> [Problem]: Every entry should be repeated exactly. Omit the pictures.

> [Entries shown]:
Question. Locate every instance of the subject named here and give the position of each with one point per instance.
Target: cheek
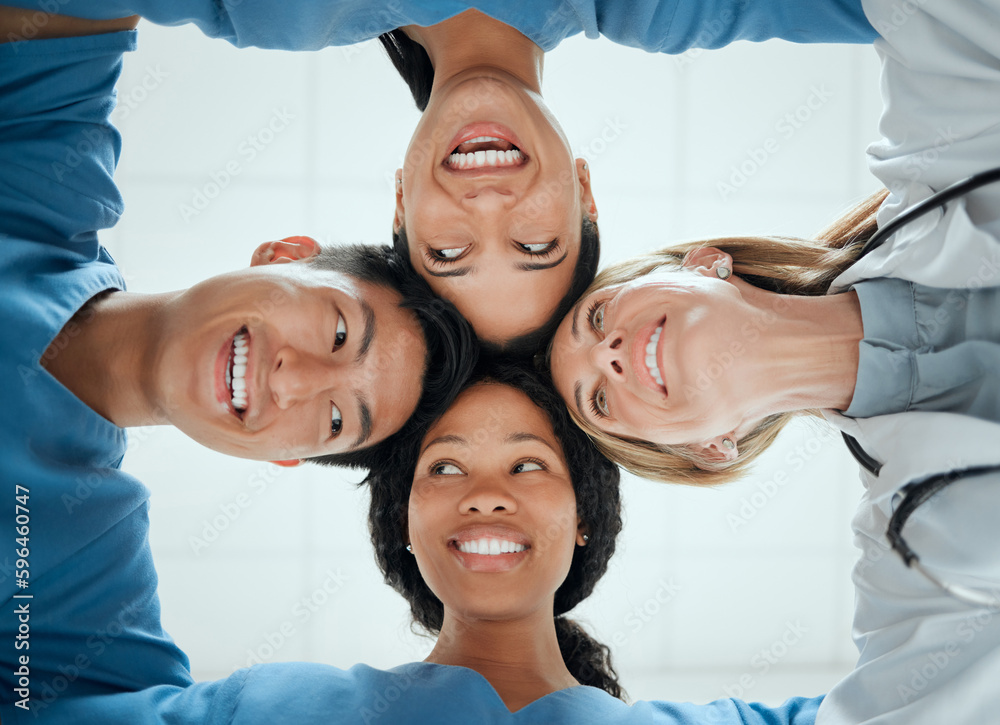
(557, 535)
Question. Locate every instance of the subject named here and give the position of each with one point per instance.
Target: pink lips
(486, 562)
(483, 128)
(221, 363)
(639, 344)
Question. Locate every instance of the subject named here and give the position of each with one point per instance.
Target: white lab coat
(926, 657)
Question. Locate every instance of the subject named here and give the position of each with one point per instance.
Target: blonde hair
(784, 265)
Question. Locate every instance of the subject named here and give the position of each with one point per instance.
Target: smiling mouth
(236, 370)
(485, 152)
(489, 546)
(651, 364)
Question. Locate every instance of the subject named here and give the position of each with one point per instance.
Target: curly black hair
(596, 483)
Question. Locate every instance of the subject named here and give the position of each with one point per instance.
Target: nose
(490, 197)
(299, 376)
(488, 495)
(608, 356)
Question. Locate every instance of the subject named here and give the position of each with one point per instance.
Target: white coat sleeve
(925, 657)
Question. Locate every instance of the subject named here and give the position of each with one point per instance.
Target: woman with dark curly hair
(493, 523)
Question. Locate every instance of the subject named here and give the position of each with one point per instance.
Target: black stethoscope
(910, 496)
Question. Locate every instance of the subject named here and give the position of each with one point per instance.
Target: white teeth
(236, 377)
(479, 159)
(489, 547)
(651, 364)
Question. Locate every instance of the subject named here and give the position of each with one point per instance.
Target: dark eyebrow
(365, 414)
(459, 440)
(578, 397)
(521, 437)
(535, 266)
(369, 334)
(451, 272)
(576, 311)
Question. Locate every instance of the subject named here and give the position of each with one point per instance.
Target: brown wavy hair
(785, 265)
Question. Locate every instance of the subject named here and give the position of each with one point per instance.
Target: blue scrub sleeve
(665, 26)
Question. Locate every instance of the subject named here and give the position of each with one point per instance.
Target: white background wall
(741, 591)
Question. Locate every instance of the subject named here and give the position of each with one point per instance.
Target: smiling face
(492, 201)
(284, 361)
(651, 360)
(492, 512)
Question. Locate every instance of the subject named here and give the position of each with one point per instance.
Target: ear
(587, 196)
(719, 449)
(289, 249)
(400, 215)
(707, 260)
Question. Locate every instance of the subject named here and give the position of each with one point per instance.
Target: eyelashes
(444, 257)
(450, 468)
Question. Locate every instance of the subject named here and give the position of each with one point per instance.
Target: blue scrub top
(927, 348)
(658, 26)
(87, 612)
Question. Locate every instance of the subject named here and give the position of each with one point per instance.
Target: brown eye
(596, 316)
(528, 466)
(336, 420)
(341, 335)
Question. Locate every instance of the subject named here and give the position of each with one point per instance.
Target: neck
(520, 658)
(474, 40)
(806, 355)
(105, 356)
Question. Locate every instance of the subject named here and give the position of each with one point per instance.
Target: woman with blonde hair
(684, 364)
(614, 393)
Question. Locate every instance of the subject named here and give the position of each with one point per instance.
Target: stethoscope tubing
(911, 496)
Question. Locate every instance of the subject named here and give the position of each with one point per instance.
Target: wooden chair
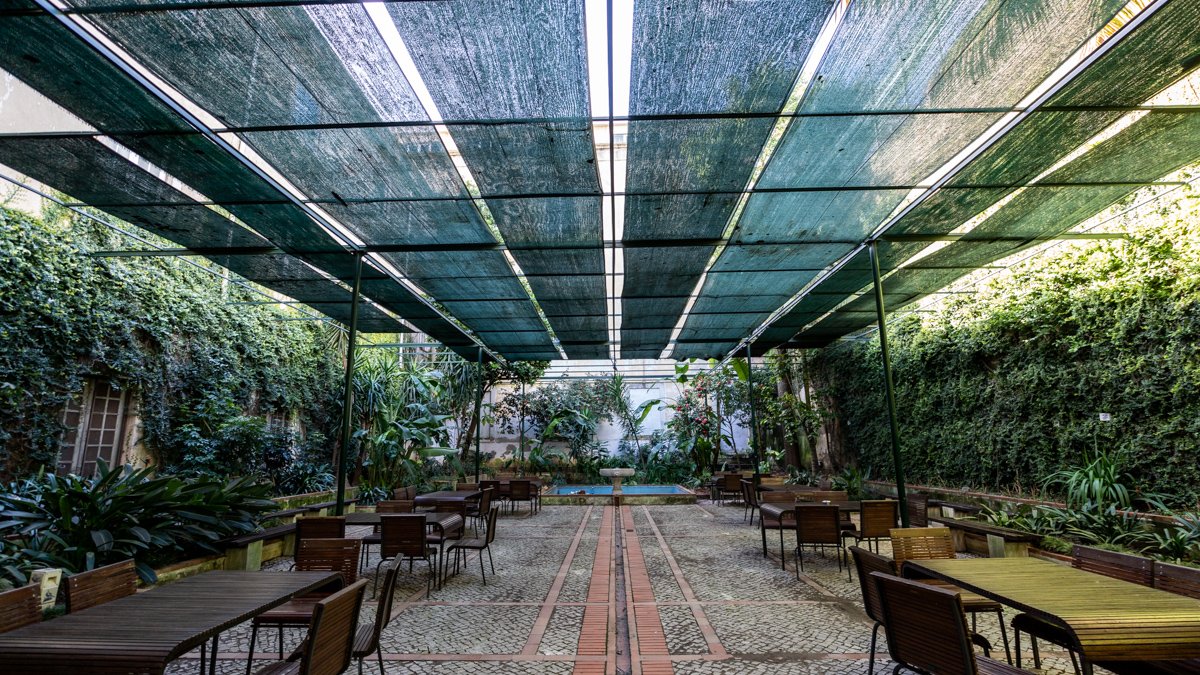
(1177, 579)
(819, 525)
(877, 519)
(366, 638)
(312, 555)
(478, 511)
(750, 497)
(787, 521)
(867, 562)
(521, 491)
(927, 629)
(403, 538)
(498, 494)
(372, 539)
(477, 544)
(731, 484)
(935, 543)
(918, 509)
(1132, 568)
(101, 585)
(331, 632)
(319, 527)
(21, 607)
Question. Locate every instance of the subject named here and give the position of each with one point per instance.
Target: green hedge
(198, 363)
(1002, 388)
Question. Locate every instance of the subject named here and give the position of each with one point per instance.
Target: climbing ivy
(1003, 388)
(203, 364)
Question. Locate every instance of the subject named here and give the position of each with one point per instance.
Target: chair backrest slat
(817, 524)
(21, 607)
(520, 490)
(921, 543)
(865, 562)
(1177, 579)
(491, 524)
(925, 626)
(330, 555)
(395, 506)
(1132, 568)
(918, 509)
(321, 527)
(823, 495)
(330, 641)
(879, 518)
(101, 585)
(402, 536)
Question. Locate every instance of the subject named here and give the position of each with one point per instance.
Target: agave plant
(124, 513)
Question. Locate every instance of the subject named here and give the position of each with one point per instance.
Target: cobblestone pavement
(697, 593)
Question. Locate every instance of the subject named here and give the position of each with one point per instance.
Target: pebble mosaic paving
(700, 598)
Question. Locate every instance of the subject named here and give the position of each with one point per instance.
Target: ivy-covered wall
(1001, 388)
(204, 365)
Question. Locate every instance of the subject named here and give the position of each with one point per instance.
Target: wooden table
(431, 499)
(444, 521)
(1108, 619)
(144, 632)
(778, 509)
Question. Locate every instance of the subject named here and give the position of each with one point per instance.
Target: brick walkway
(694, 596)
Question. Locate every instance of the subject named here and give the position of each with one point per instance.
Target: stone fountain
(616, 475)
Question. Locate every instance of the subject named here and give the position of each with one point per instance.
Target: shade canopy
(509, 192)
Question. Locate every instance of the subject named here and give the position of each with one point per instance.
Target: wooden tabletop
(448, 495)
(144, 632)
(777, 509)
(443, 521)
(1110, 619)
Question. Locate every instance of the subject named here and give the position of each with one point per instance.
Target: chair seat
(987, 665)
(1185, 667)
(971, 602)
(1042, 631)
(295, 611)
(281, 668)
(363, 640)
(474, 544)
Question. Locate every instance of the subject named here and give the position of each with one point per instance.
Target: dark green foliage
(203, 364)
(1002, 389)
(121, 513)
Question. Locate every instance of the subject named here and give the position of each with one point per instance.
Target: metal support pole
(901, 494)
(348, 392)
(754, 417)
(521, 447)
(479, 411)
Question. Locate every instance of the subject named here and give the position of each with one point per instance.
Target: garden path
(697, 596)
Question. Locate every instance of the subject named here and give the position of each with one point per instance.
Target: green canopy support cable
(894, 425)
(343, 449)
(754, 417)
(479, 411)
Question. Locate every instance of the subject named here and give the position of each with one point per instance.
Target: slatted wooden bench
(1002, 542)
(246, 551)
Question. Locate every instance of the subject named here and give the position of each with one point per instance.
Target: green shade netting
(895, 55)
(699, 57)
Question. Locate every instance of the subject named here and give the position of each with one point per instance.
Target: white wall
(610, 434)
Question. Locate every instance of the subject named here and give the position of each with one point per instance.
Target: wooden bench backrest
(330, 555)
(921, 543)
(101, 585)
(1126, 567)
(21, 607)
(1177, 579)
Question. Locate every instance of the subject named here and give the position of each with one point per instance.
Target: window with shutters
(95, 428)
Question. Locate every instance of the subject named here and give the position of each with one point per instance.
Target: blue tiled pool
(625, 489)
(630, 495)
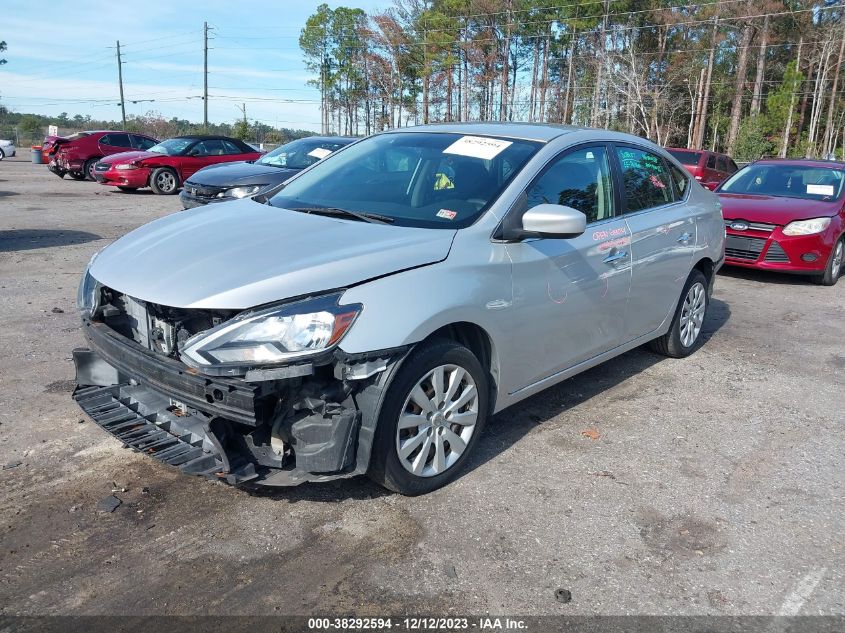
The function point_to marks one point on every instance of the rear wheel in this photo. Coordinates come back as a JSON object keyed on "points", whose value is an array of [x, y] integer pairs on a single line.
{"points": [[834, 265], [684, 337], [88, 170], [164, 181], [430, 419]]}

> [Result below]:
Question. Locate every instance of the subject named here and give the position of each with one point per instance.
Target: cheek
(557, 535)
Question. Locate every instance of the subject named here and give the position of each with one point per instance.
Target: pink lips
(486, 562)
(483, 128)
(221, 363)
(639, 344)
Question. Locate every instance of the subject named here and give the position of each with one point per instance.
Target: white lab coat
(926, 657)
Question. Locate every instance of the subject named here and give the position of each with one point per instance.
Target: blonde hair
(784, 265)
Question. Locate every instance of the subject named here and give the position of each with one point per instance.
Target: smiling mouth
(236, 370)
(485, 152)
(489, 546)
(651, 364)
Question. Locate every instance of the subject named here and give the position of each with one point per instance.
Target: curly black hair
(596, 483)
Question. Locate every instance of the subject named here and give the position of each with one point per instance.
Target: nose
(490, 197)
(299, 376)
(488, 495)
(608, 356)
Question. Locate every instance of the subject named here and give the position of each with one point per instance.
Target: white coat sleeve
(925, 657)
Question. Locate every instance of the subject named here and give the position of each with one point per instance.
Target: woman with dark curly hair
(493, 523)
Question. Locate every instance of the subject named here and give the position of each with one point per instance.
Target: black stethoscope
(910, 496)
Question. Locate every instance of the subject named here and give the position of each with one point per instance.
Target: white teeth
(236, 377)
(479, 159)
(489, 547)
(651, 364)
Question. Locate every instance of the subject named here and give the position of each with one point per instance.
Target: dark eyebrow
(365, 414)
(459, 440)
(578, 397)
(521, 437)
(535, 266)
(369, 334)
(451, 272)
(576, 311)
Question. Locate every instance of the subject named here and give the position of each with one point per instance.
Target: brown wavy hair
(785, 265)
Question. Locate every instance of the subject named here and give the position of each with one point per instance.
Target: blue scrub sleeve
(665, 26)
Question. Locate every instance of the subject named here and give the position of each with one point per instance.
Target: white background wall
(741, 591)
Question. Locate every instance of the subject named here and give the position of each with one point per instance.
Target: smiling face
(492, 201)
(284, 361)
(651, 360)
(492, 512)
Question. Locate every instance of the subject named here and give the position of each with one point per instance.
Target: ear
(587, 196)
(719, 449)
(289, 249)
(400, 215)
(707, 260)
Question. Locate every instance of the subject named here and give the position of each with one point per instance.
Target: eyelashes
(444, 257)
(450, 468)
Question. Locate every instance of the subject named here and give the position of each with one point per instance.
Target: blue scrub top
(927, 348)
(658, 26)
(87, 612)
Question. Locate every instance of the subject named here and give the position of each with one point per instance.
Target: brown eye
(596, 316)
(528, 466)
(336, 420)
(341, 335)
Question. Locate every instance of the subject named here and give the position of each with one point per instance.
Target: neck
(520, 658)
(474, 40)
(806, 355)
(105, 356)
Question. Locate every instance of the subject named here and give the position of each with one point per instance.
Target: woman with blonde hair
(684, 364)
(614, 393)
Question. Locate every instance of the subject named here and give the position of each with one point per instance.
Target: stethoscope tubing
(911, 496)
Question. Locate every instance of the subject named here and give the position of each with one point per instance.
Target: wooden chair
(1177, 579)
(819, 525)
(877, 519)
(366, 638)
(312, 555)
(478, 511)
(750, 497)
(787, 521)
(867, 562)
(521, 491)
(927, 629)
(403, 538)
(498, 494)
(372, 539)
(477, 544)
(731, 484)
(935, 543)
(918, 509)
(1132, 568)
(101, 585)
(331, 632)
(319, 527)
(21, 607)
Question. Locate every instance of the subject named here and give the position of each with one point per instance.
Target: green hedge
(198, 363)
(1002, 388)
Question. Locate every instance of the subject named here and give the position of each with one point per instance.
Target: climbing ivy
(1003, 388)
(203, 364)
Question. Locate every instance of the subject named here and give the position of each with one point per instance.
Target: chair backrest slat
(817, 524)
(21, 607)
(520, 490)
(921, 543)
(865, 562)
(1177, 579)
(491, 524)
(925, 626)
(330, 555)
(395, 506)
(1132, 568)
(918, 509)
(321, 527)
(823, 495)
(330, 641)
(879, 518)
(101, 585)
(402, 536)
Question. Locate every instance of the subject named here and give the position of each with one point per instance.
Target: agave plant
(124, 513)
Question. Locate every instance of the subject named here and give the position of each with one point per instance.
Target: cobblestone pavement
(697, 593)
Question. Locate every instance of the subject named here and give the position of each with one point per instance.
Target: pebble mosaic paving
(700, 598)
Question. Locate every instance of the subject named here and give the position of each with one point per instance.
Target: ivy-covered wall
(1001, 388)
(204, 365)
Question. Locate every instance of the subject named here and give the position of each with one point per instance.
Target: wooden table
(431, 499)
(444, 521)
(1108, 619)
(144, 632)
(778, 509)
Question. Locate every instance of the subject named here and give the position of each with one point per instance.
Target: brick walkway
(694, 596)
Question. Locate every instance of the subject named here and give the position of each with one point per instance.
Target: stone fountain
(616, 475)
Question. Locate every instance of the subject named here and give the position of each with one point per instance.
Target: shade canopy
(509, 192)
Question. Locate every instance of the subject named here and give the position of each with one point per instance.
Target: wooden tabletop
(448, 495)
(144, 632)
(777, 509)
(443, 521)
(1110, 619)
Question. Locate every instance of the subject named here and give the position of each with one point per instance.
Target: chair seat
(987, 665)
(1185, 667)
(971, 602)
(1042, 631)
(295, 611)
(281, 668)
(363, 640)
(474, 544)
Question. Locate every instance of the subject named here and give the position of each with one point per instance.
Target: dark green foliage
(203, 364)
(1002, 389)
(121, 513)
Question. Locate every instance of the subject named here and give the position of each with one point per instance.
Target: metal support pole
(901, 494)
(348, 392)
(754, 417)
(521, 447)
(479, 411)
Question. Locate every instance of the subject named here and give the position of each with one point per instance.
Target: garden path
(697, 596)
Question. Locate every instance of the subject named here and give the position of each with one point per instance.
Target: green canopy support cable
(894, 425)
(343, 449)
(754, 417)
(479, 411)
Question. Locate every instance of the subject named here and give the position of each with one point per instance.
Target: slatted wooden bench
(1002, 542)
(246, 551)
Question. Locate every instance of the subject named here and give the position of each with one point per instance.
Target: green shade netting
(895, 55)
(699, 57)
Question. Locate every instance of the subject named here and give the position of each with one point per instance.
Target: white wall
(610, 434)
Question. Locate every instance of the subject named here and give the position of each with one point per instance.
Target: wooden bench backrest
(330, 555)
(921, 543)
(101, 585)
(1126, 567)
(21, 607)
(1177, 579)
Question. Locate every instance of the subject named here and give the position of each with one point per instance.
Target: window with shutters
(95, 428)
Question. Locate every instance of the subject named here and give the position of each with one point per instance.
Target: blue tiled pool
(625, 489)
(630, 495)
The function point_to marks one point on every instance of the rear wheel in this photo. Coordinates come back as a JSON object keyed on "points", whose value is an array of [x, y] integer pairs on a single line.
{"points": [[834, 265], [684, 337], [88, 170], [164, 181], [430, 419]]}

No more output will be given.